> _ENTRIES SHOWN_
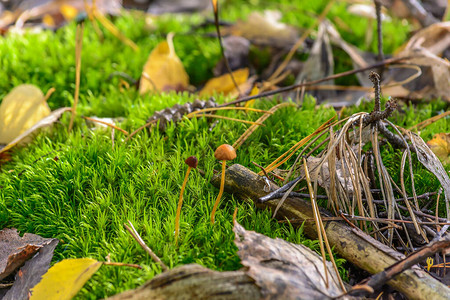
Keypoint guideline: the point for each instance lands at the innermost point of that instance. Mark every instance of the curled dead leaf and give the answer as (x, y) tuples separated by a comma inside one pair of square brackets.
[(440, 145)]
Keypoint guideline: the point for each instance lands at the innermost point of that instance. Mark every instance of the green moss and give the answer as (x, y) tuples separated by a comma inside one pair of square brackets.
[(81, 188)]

--

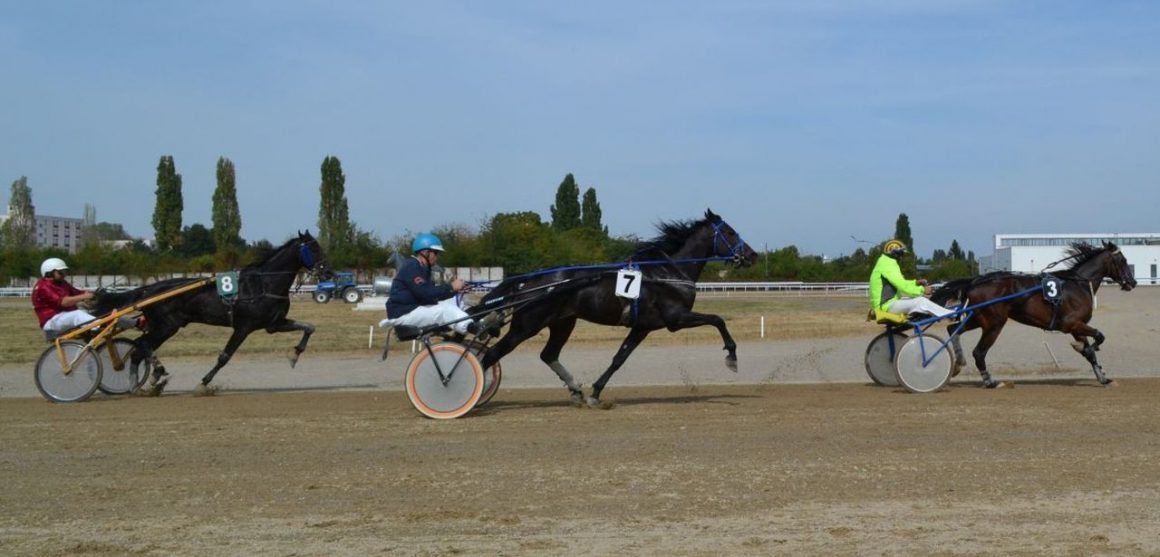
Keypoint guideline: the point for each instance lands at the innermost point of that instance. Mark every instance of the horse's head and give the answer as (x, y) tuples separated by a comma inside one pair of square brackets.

> _EXERCISE DESCRIPTION_
Please rewrite everything from the line containing "of the curled" down to the line containing "[(440, 145)]", swapping "curled dead leaf" for "dry brown leaf" and leaving the rest of the material unchanged.

> _TASK OUTPUT_
Keypoint guideline: the point for each instance lands at the innermost point of that instance. Mark every instance of the dry brown leaf and give the answer as (x, y) tuples separated by a comma inside one pair of square brackets.
[(440, 145)]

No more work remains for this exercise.